===== Source extract =====

Peripheral blood (150 μL) was obtained from anesthetized mice by retro-orbital puncture using heparinized microhematocrit tubes. One tube was used to determine the hematocrit. Red and white blood cell counts were determined on 20 μL of blood using an automated cell counter (Multisizer II; Coulter, Miami, FL). Hemoglobin concentration was determined on 10 μL of blood by Drabkin's method.34 Platelet counts were determined on 20 μL of blood, by phase-contrast microscopy. Peripheral blood smears were treated with Wright-Giemsa stain and erythrocyte morphology examined by light microscopy. Bone marrow hematopoietic progenitors were cultured in methylcellulose with IL-3, IL-6, SCF, and (+/-) EPO (MethoCult M3434, and M3534; Stem Cell Technologies Inc). Colony-forming unit-erythroid (CFU-E) were quantitated 3 days after plating and colony-forming cells (CFC) (colony-forming unit-granulocyte [CFU-G], colony-forming unit–granulocyte-macrophage [CFU-GM], and colony-forming unit–macrophage [CFU-M]) and burst-forming unit–erythroid (BFU-E) were quantitated 8 days after plating the cells.

RNA analysis.

Total RNA was extracted from the bone marrow of Nrf-2 (+/+) and Nrf-2 (-/-) mice by the method of Chomczynski and Sacchi35(RNazol B, Tel-Test). Northern blot analysis was performed on bone marrow RNA by the method of Sambrook et al.36 The blot was probed first with full-length Nrf-2 cDNA, stripped, then reprobed with a human beta-actin cDNA probe (Clontech, Palo Alto, CA). Total RNA was extracted from fetal livers of day 13.5 to 15.5 embryos and analyzed by ribonuclease protection assay, as previously described.23 The β-globin, α-globin, and β-actin riboprobes protected 245, 128, and 150 bp fragments, respectively.23 37 Test samples fell within standard curves for all three probes.

Protein assays.

===== Extracted information =====

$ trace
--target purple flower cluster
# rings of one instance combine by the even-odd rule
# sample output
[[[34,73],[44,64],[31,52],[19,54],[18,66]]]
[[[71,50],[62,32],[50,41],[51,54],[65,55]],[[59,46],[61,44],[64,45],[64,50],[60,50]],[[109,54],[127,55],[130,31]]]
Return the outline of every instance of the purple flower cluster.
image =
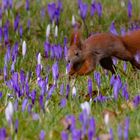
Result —
[[[48,3],[47,6],[48,9],[48,15],[50,17],[50,21],[53,22],[55,21],[56,24],[59,23],[59,19],[60,19],[60,13],[62,11],[62,3],[60,0],[57,1],[57,3]]]
[[[128,90],[127,90],[127,84],[125,83],[123,85],[122,81],[121,81],[121,77],[118,75],[116,76],[112,76],[110,79],[110,85],[113,86],[113,96],[114,99],[117,100],[118,99],[118,95],[120,90],[122,89],[122,96],[128,100],[129,99],[129,94],[128,94]]]
[[[97,12],[97,14],[98,14],[98,16],[100,18],[102,16],[102,4],[100,2],[94,1],[91,4],[90,15],[94,16],[96,12]]]
[[[138,107],[140,105],[140,95],[136,95],[133,99],[133,104],[135,107]]]
[[[82,112],[79,115],[79,121],[81,123],[81,129],[76,128],[76,118],[73,115],[66,116],[69,131],[62,131],[62,140],[68,140],[69,136],[71,136],[72,140],[80,140],[86,136],[89,140],[92,140],[96,133],[95,119],[93,117],[89,117],[87,113]]]
[[[83,110],[79,114],[79,122],[81,124],[80,129],[76,127],[76,118],[74,115],[67,115],[66,118],[67,123],[67,129],[63,130],[61,132],[61,139],[62,140],[68,140],[69,138],[72,140],[81,140],[84,138],[88,138],[88,140],[92,140],[94,138],[100,139],[100,135],[97,136],[96,134],[96,121],[94,117],[89,116],[85,110]],[[122,129],[122,126],[119,124],[117,133],[118,133],[118,139],[121,140],[124,138],[124,140],[128,140],[129,138],[129,127],[130,127],[130,119],[129,117],[126,117],[124,120],[124,129]],[[109,129],[110,134],[110,140],[114,139],[113,129]]]
[[[47,41],[44,43],[44,52],[45,52],[46,58],[50,57],[51,59],[59,60],[59,59],[64,58],[64,56],[66,56],[65,50],[60,44],[51,45]]]

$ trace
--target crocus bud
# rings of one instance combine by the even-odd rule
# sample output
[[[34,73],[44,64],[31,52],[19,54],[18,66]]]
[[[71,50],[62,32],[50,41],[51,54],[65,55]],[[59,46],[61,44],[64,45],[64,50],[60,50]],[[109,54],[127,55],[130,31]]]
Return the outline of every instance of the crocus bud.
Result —
[[[9,102],[5,109],[6,120],[9,124],[12,123],[13,113],[14,113],[13,104],[12,102]]]
[[[23,56],[23,58],[25,57],[25,54],[26,54],[26,42],[23,41],[23,43],[22,43],[22,56]]]

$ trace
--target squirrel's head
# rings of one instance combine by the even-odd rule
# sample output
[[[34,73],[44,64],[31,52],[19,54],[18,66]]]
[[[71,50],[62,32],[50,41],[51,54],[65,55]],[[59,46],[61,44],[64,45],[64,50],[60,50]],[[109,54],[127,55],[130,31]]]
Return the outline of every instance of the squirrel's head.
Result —
[[[82,41],[80,33],[77,31],[71,36],[66,61],[72,66],[83,61]]]

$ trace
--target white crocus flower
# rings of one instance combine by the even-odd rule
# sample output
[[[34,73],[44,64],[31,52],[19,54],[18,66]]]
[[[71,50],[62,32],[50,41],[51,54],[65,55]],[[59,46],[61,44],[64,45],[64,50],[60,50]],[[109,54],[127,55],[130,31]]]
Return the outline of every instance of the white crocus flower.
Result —
[[[87,115],[90,114],[90,104],[89,104],[89,102],[86,101],[86,102],[82,103],[81,108],[82,108],[83,111],[86,110]]]
[[[26,42],[23,41],[23,43],[22,43],[22,56],[23,56],[23,58],[25,57],[25,54],[26,54]]]

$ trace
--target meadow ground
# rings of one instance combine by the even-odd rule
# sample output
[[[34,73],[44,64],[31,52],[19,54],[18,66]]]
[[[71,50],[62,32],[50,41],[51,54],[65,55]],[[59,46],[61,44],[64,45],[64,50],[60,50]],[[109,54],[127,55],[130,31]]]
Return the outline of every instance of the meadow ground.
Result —
[[[75,140],[93,136],[103,140],[140,139],[140,72],[133,70],[128,62],[117,60],[119,86],[110,85],[111,73],[100,66],[89,76],[77,77],[73,86],[66,75],[64,50],[68,44],[64,42],[70,40],[72,15],[82,23],[83,38],[86,38],[85,26],[77,0],[62,0],[62,7],[61,4],[56,9],[53,7],[56,13],[52,18],[60,14],[58,35],[54,37],[56,23],[50,22],[47,8],[50,2],[55,1],[29,1],[29,7],[24,0],[13,0],[11,7],[10,3],[0,2],[0,139],[64,140],[67,136]],[[130,8],[131,1],[127,0],[100,0],[101,5],[97,1],[93,16],[91,0],[83,2],[88,4],[85,23],[89,33],[121,34],[140,27],[139,0],[132,0]],[[132,12],[130,17],[128,10]],[[48,24],[51,28],[46,41]],[[55,66],[56,75],[53,75]],[[96,74],[100,75],[99,83]],[[92,82],[92,99],[89,99],[89,82]],[[114,99],[115,87],[117,98]],[[85,102],[86,109],[82,109]]]

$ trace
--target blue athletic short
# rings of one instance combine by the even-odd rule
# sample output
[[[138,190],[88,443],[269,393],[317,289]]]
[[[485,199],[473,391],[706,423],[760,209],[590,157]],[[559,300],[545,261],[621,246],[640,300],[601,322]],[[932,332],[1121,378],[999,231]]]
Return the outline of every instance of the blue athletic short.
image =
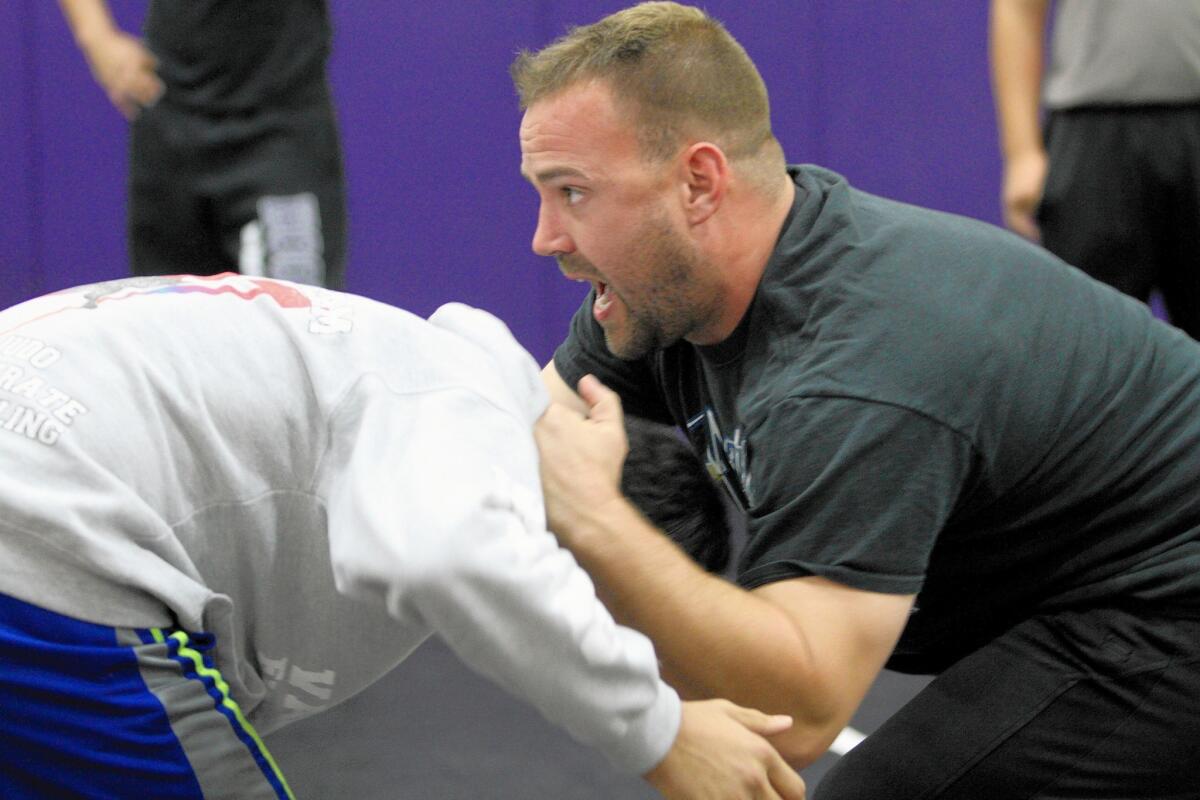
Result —
[[[0,798],[293,798],[212,645],[0,594]]]

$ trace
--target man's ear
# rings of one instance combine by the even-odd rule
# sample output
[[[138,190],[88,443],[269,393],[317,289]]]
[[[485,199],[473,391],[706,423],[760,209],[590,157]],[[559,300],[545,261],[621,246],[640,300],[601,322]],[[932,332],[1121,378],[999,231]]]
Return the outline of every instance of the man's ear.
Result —
[[[684,217],[691,225],[708,221],[721,206],[730,184],[730,162],[712,142],[697,142],[680,156]]]

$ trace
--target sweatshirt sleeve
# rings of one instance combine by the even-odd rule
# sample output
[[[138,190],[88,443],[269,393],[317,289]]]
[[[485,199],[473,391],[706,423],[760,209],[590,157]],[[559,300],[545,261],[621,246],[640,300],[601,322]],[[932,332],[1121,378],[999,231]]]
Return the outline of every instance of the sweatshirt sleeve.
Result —
[[[367,375],[332,426],[338,589],[437,632],[617,769],[658,764],[679,697],[546,531],[528,423],[468,389],[396,393]]]

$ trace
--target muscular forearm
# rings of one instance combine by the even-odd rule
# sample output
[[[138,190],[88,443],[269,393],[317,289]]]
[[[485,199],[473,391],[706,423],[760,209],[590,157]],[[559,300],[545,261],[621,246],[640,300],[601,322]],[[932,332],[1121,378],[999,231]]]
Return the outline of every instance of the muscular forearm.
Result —
[[[830,675],[791,616],[700,570],[623,499],[581,510],[570,527],[564,541],[601,599],[654,640],[684,696],[791,715],[793,728],[775,744],[796,765],[824,752],[866,686]]]
[[[1048,0],[992,0],[992,91],[1004,158],[1040,150],[1038,112]]]
[[[85,53],[98,40],[116,32],[116,24],[104,0],[59,0],[59,7],[62,8],[62,16],[66,17],[79,49]]]

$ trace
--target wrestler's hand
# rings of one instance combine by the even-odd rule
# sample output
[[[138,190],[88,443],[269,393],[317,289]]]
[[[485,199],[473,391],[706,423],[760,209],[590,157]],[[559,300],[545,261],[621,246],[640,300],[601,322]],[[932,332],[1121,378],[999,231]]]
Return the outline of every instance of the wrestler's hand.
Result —
[[[88,66],[108,100],[127,120],[154,106],[163,92],[158,60],[134,36],[112,30],[84,48]]]
[[[1034,212],[1042,201],[1046,169],[1044,150],[1013,156],[1004,164],[1004,185],[1001,191],[1004,224],[1031,241],[1039,241],[1042,237]]]
[[[684,703],[674,745],[644,777],[680,800],[804,800],[804,781],[763,739],[791,724],[728,700]]]
[[[620,500],[620,468],[629,452],[620,397],[592,375],[578,390],[587,416],[552,404],[534,426],[546,521],[560,539],[581,517]]]

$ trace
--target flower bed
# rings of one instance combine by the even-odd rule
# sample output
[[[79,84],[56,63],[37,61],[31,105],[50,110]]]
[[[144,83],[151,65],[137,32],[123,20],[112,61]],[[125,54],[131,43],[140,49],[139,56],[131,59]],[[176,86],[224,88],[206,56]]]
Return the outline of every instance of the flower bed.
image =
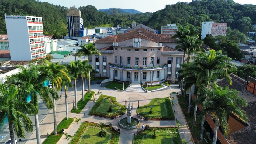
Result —
[[[96,143],[95,141],[93,140],[95,139],[95,138],[93,137],[95,136],[97,137],[96,139],[102,138],[98,134],[96,135],[91,135],[90,133],[87,133],[86,134],[88,129],[92,128],[96,130],[99,130],[99,132],[101,130],[101,128],[99,126],[99,124],[89,122],[85,121],[85,122],[83,122],[82,125],[80,127],[78,131],[76,133],[74,136],[72,140],[70,143],[71,144],[77,144],[81,143],[81,141],[84,140],[84,139],[86,139],[86,143]],[[119,135],[117,135],[117,142],[116,142],[116,131],[114,130],[112,127],[109,127],[108,125],[106,125],[103,128],[103,130],[106,132],[107,134],[107,135],[104,137],[105,140],[106,142],[104,142],[104,143],[115,143],[118,144],[118,140],[119,139]],[[119,133],[117,132],[118,133]],[[120,134],[120,133],[119,133]]]
[[[109,103],[109,101],[110,102],[113,107],[114,107],[113,108],[114,109],[113,112],[109,112],[101,111],[101,107],[102,106],[106,106],[106,103]],[[106,110],[106,109],[105,109]],[[123,114],[124,110],[125,110],[123,105],[117,102],[115,97],[101,95],[92,108],[90,114],[103,118],[113,119],[114,118],[113,117],[113,116],[115,117],[120,115]]]
[[[150,113],[151,108],[152,112]],[[152,99],[149,104],[139,107],[138,113],[146,120],[174,119],[169,98]]]
[[[153,139],[154,129],[156,137]],[[178,130],[171,127],[150,128],[148,129],[140,132],[135,136],[134,144],[168,143],[181,144]]]

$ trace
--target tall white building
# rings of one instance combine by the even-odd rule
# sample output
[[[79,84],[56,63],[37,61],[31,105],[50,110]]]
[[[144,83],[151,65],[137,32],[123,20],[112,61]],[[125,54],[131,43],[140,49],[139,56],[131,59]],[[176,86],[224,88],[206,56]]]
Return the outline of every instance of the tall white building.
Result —
[[[12,60],[31,60],[45,57],[41,17],[5,17]]]
[[[206,35],[211,34],[213,36],[221,35],[226,36],[227,27],[227,23],[214,23],[214,22],[206,22],[202,24],[202,31],[201,38],[203,39],[206,37]]]

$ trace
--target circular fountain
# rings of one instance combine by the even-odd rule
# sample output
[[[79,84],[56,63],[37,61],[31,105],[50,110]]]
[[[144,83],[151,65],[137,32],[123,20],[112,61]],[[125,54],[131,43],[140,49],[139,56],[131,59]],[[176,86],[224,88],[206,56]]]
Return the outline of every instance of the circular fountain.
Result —
[[[127,117],[121,118],[119,120],[118,123],[119,125],[122,128],[126,129],[133,129],[138,127],[140,125],[140,121],[139,120],[131,117],[132,110],[133,107],[133,105],[131,106],[130,101],[129,105],[126,108],[127,109]]]
[[[135,118],[131,117],[131,122],[128,123],[127,122],[128,118],[124,118],[119,120],[119,125],[122,128],[126,129],[135,129],[140,125],[140,121]]]

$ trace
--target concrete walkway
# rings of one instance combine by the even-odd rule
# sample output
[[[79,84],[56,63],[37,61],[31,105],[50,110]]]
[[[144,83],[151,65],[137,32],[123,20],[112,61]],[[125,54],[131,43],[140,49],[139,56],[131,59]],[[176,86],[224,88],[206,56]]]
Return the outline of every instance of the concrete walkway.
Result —
[[[82,88],[81,81],[81,80],[77,82],[77,100],[78,101],[82,97]],[[88,84],[88,81],[87,84]],[[141,119],[136,115],[136,112],[137,108],[138,105],[138,101],[139,101],[139,105],[140,106],[145,105],[149,103],[151,101],[151,98],[166,98],[170,96],[170,93],[173,91],[173,89],[175,92],[180,93],[180,90],[178,88],[178,85],[172,85],[170,89],[165,89],[162,91],[155,91],[150,93],[141,93],[136,92],[128,92],[121,91],[118,90],[110,90],[109,89],[102,88],[99,84],[91,85],[91,89],[95,92],[97,92],[98,90],[102,92],[102,94],[105,95],[115,97],[116,98],[116,101],[122,105],[125,104],[125,101],[128,101],[130,98],[131,103],[133,103],[134,108],[132,111],[132,116],[138,118],[140,122],[141,125],[144,124],[145,125],[148,125],[150,127],[161,126],[175,126],[175,122],[174,120],[170,121],[145,121],[142,120]],[[88,86],[88,84],[87,84]],[[74,92],[73,88],[69,88],[68,93],[68,110],[70,111],[73,107],[73,101],[74,100]],[[56,103],[57,120],[57,124],[58,124],[63,119],[66,117],[65,107],[65,98],[64,93],[62,93],[63,95],[61,98],[57,101]],[[61,94],[61,92],[59,92],[59,95]],[[184,118],[184,116],[181,111],[179,105],[178,105],[178,102],[175,94],[172,94],[172,96],[175,97],[174,103],[177,104],[173,106],[173,109],[175,111],[175,116],[177,119],[180,121],[180,124],[184,125],[183,127],[180,127],[179,131],[182,132],[186,132],[180,133],[180,135],[182,139],[184,139],[186,141],[188,141],[192,139],[190,132],[188,129],[188,127]],[[98,99],[98,96],[96,96],[95,98]],[[123,117],[126,117],[126,115],[114,120],[99,117],[91,116],[88,115],[89,113],[90,109],[89,106],[90,105],[91,109],[93,106],[93,102],[89,101],[82,110],[81,112],[79,114],[74,114],[74,117],[78,118],[80,118],[82,120],[79,122],[78,126],[80,126],[83,122],[85,120],[87,121],[99,123],[100,122],[104,122],[107,124],[109,122],[112,123],[113,126],[116,129],[119,128],[121,129],[120,132],[121,135],[119,139],[119,143],[120,144],[131,144],[132,143],[133,135],[135,133],[137,133],[137,129],[133,130],[126,130],[122,129],[118,125],[118,122],[120,119]],[[85,116],[84,114],[85,114]],[[73,114],[71,112],[69,113],[69,117],[72,118],[73,118]],[[39,127],[40,132],[43,132],[43,134],[46,135],[47,132],[50,133],[54,130],[53,118],[53,111],[51,110],[47,115],[45,117],[40,123]],[[141,125],[138,128],[141,128]],[[74,135],[78,129],[78,125],[74,122],[71,124],[69,128],[66,130],[66,132],[71,135]],[[41,140],[42,142],[47,138],[47,137],[41,137]],[[63,135],[57,143],[58,144],[66,143],[67,140],[64,139],[64,136]],[[71,140],[68,142],[69,142]],[[29,138],[28,139],[25,143],[26,144],[35,144],[36,143],[36,139],[35,131],[34,131]],[[189,142],[188,143],[193,143],[192,142]]]

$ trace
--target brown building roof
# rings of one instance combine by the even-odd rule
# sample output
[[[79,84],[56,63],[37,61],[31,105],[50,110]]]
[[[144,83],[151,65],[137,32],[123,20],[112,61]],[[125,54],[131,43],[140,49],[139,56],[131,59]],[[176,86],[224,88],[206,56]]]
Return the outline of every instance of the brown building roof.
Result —
[[[227,139],[232,144],[255,143],[256,142],[256,96],[246,89],[247,81],[232,74],[230,76],[232,84],[232,85],[229,85],[229,87],[240,91],[240,96],[248,103],[248,106],[243,109],[248,115],[247,122],[250,125],[229,135]],[[219,81],[217,84],[223,87],[228,84],[224,79]]]
[[[119,42],[133,38],[140,38],[156,43],[176,42],[178,40],[177,39],[171,39],[171,36],[167,36],[163,35],[156,34],[152,31],[149,31],[142,28],[139,28],[125,33],[107,36],[97,40],[95,42]]]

=====

> _Problem statement_: Repeat a part of the mouse blood and bone marrow methods text word for word, beginning at the words that have "RNA analysis." and stopping after "all three probes.". The lines that come next are separate material and are not part of the methods text.

> _Answer section_:
RNA analysis.

Total RNA was extracted from the bone marrow of Nrf-2 (+/+) and Nrf-2 (-/-) mice by the method of Chomczynski and Sacchi35(RNazol B, Tel-Test). Northern blot analysis was performed on bone marrow RNA by the method of Sambrook et al.36 The blot was probed first with full-length Nrf-2 cDNA, stripped, then reprobed with a human beta-actin cDNA probe (Clontech, Palo Alto, CA). Total RNA was extracted from fetal livers of day 13.5 to 15.5 embryos and analyzed by ribonuclease protection assay, as previously described.23 The β-globin, α-globin, and β-actin riboprobes protected 245, 128, and 150 bp fragments, respectively.23 37 Test samples fell within standard curves for all three probes.